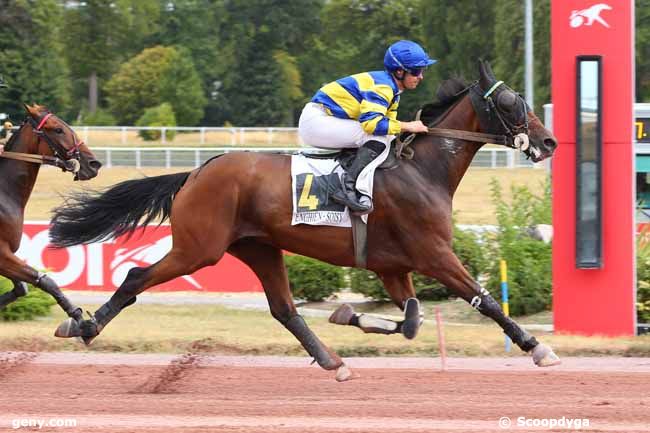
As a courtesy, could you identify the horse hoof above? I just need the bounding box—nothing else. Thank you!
[14,281,29,298]
[329,304,354,325]
[54,317,81,338]
[533,343,562,367]
[336,364,358,382]
[81,336,97,346]
[402,298,422,340]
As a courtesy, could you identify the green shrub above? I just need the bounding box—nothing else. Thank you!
[284,255,344,301]
[135,102,176,141]
[636,232,650,323]
[486,179,552,316]
[350,226,487,301]
[0,277,56,321]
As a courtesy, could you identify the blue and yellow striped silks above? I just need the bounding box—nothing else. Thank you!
[311,71,400,135]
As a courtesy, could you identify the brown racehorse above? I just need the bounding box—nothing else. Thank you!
[0,105,101,319]
[50,62,559,380]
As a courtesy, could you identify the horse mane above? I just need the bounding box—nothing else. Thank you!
[420,77,469,125]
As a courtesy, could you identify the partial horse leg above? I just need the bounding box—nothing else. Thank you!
[329,273,423,339]
[0,245,82,320]
[228,240,352,382]
[0,280,29,308]
[54,247,213,345]
[422,249,560,367]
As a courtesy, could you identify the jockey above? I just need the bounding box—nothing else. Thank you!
[298,40,436,215]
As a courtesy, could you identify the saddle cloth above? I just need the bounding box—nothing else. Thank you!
[291,146,390,227]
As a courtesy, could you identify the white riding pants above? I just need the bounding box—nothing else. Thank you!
[298,102,395,149]
[298,102,395,214]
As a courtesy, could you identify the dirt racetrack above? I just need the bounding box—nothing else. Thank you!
[0,352,650,433]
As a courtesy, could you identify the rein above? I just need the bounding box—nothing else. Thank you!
[398,81,529,159]
[427,128,517,149]
[0,113,83,174]
[0,151,79,173]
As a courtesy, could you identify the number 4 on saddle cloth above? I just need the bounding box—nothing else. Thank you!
[291,145,398,227]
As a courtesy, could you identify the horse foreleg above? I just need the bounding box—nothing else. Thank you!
[329,273,423,339]
[54,250,202,345]
[0,245,82,320]
[0,280,29,308]
[228,240,352,382]
[423,250,560,367]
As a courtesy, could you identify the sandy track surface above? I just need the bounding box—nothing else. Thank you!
[0,352,650,433]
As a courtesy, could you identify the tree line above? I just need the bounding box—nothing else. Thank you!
[0,0,650,126]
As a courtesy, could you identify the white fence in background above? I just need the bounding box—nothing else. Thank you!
[74,126,302,147]
[91,145,545,168]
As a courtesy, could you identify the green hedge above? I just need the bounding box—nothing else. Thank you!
[636,232,650,323]
[135,102,176,141]
[486,179,552,316]
[284,255,345,301]
[0,277,56,321]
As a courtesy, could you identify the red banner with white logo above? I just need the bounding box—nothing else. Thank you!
[17,223,262,292]
[551,0,636,336]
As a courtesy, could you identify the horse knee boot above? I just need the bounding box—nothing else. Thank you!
[0,281,29,308]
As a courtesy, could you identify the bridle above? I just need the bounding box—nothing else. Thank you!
[398,81,530,158]
[0,113,83,175]
[427,81,529,151]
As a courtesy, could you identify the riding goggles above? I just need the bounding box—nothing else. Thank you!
[406,68,426,77]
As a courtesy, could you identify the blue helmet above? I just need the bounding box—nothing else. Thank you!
[384,40,437,72]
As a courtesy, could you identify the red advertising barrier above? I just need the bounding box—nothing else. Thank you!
[551,0,636,336]
[17,223,262,292]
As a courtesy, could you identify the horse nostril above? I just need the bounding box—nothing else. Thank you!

# [STATED GOAL]
Write out all of the entries above again, substituting "box coordinates" for every occurrence of "bounding box" and leaving everything else unchanged. Omit the pictures from your answer.

# [EXERCISE RESULT]
As a courtesy, could you identify the horse hoof above? I just need the box coordinates—nothing else. Thank you!
[14,281,29,298]
[329,304,354,325]
[54,317,81,338]
[533,343,562,367]
[336,364,358,382]
[81,336,97,346]
[402,298,422,340]
As a courtesy, could you identify the green shrub above? I just need the box coordinates—nothing else. Thank you!
[284,255,344,301]
[135,102,176,141]
[636,232,650,323]
[486,179,552,316]
[350,226,487,301]
[0,277,56,321]
As a courtesy, could you identify the blue and yellow striped silks above? I just need the box coordinates—nothing else. Thank you!
[311,71,400,135]
As a courtesy, could you identify the brown racehorse above? I just need the box coordinates—nothing else. Thank you!
[0,105,101,319]
[50,62,559,380]
As a courtesy, could you identify the horse mane above? I just need the box coordinates—nothing else. Thank you!
[420,77,469,125]
As a courtesy, could you identify the partial horse leg above? I just need the box coordinates—nothing else. Thank you!
[329,273,423,339]
[0,245,82,320]
[228,240,352,382]
[0,280,29,308]
[54,247,213,345]
[422,249,560,367]
As a courtesy, could you identify the jockey above? I just need the box coordinates—nothing else. Thank you!
[298,40,436,215]
As a courtesy, could you identify the saddle cloth above? I just need the box coordinates—nothing else. Thank you!
[291,146,390,227]
As a courtesy, could you identify the white riding pants above? I just need the box coordinates—nothing else. Thank you!
[298,102,395,149]
[298,102,395,214]
As a courtesy, could you identify the dirt racetrack above? I just need the box coordinates—nothing else. Thank you!
[0,352,650,433]
As a courtesy, could you identify the rein above? I just need the box coordinates—nothing else. Thank you!
[398,81,529,159]
[427,128,517,149]
[0,113,83,174]
[0,151,79,173]
As a courtesy, could you identify the number 4 on saddle cloth above? I just need the box coordinates—nothing else. Thank you!
[291,145,398,227]
As a courtesy, could you identify the horse foreleg above? I just need the box coordinates—nothing else. Thank you!
[329,273,423,339]
[54,250,202,345]
[0,245,82,320]
[0,280,29,308]
[228,240,352,382]
[423,250,560,367]
As a courtesy, could you identify the sandy track surface above? I just need the box coordinates—nothing else. Thank you!
[0,352,650,433]
As a courtesy, could you identify the tree line above? I just need the box coordinates—nothing else. Thank you!
[0,0,650,126]
As a courtesy, could you identify the white fence in background above? I just need the box coordinates—nothing else. Thank you!
[74,126,302,147]
[91,145,545,168]
As a courtesy, could you identify the green hedge above? I just need the box coordinates—nothing else. Thank you!
[636,232,650,323]
[135,102,176,141]
[486,179,552,316]
[284,255,345,301]
[0,277,56,321]
As a courtesy, could you identify the red banner with white logo above? I just need the box coordinates—nothing else. Thank you!
[17,223,262,292]
[551,0,636,336]
As a courtesy, could you identify the horse knee boot above? I just need the box coordinates—nothing else. Thank you!
[0,281,29,308]
As a courtesy, could you identify the bridle above? I just need the box coordinates—nothing else. Thank you!
[398,81,530,158]
[0,113,83,175]
[427,81,529,151]
As a courtesy, could you identify the riding goggles above? I just need the box coordinates—nothing else. Thank you!
[406,68,426,77]
As a courtesy, could you identify the blue helmet above? I just need the box coordinates—nothing else. Thank you!
[384,40,437,72]
As a courtesy, could you identify the red advertising barrier above? I just need the box coordinates—nothing else. Thank you!
[551,0,636,336]
[17,223,262,292]
As a courtesy, could you identify the horse nostril above? I just need the box coordinates—nothing else. Thank you!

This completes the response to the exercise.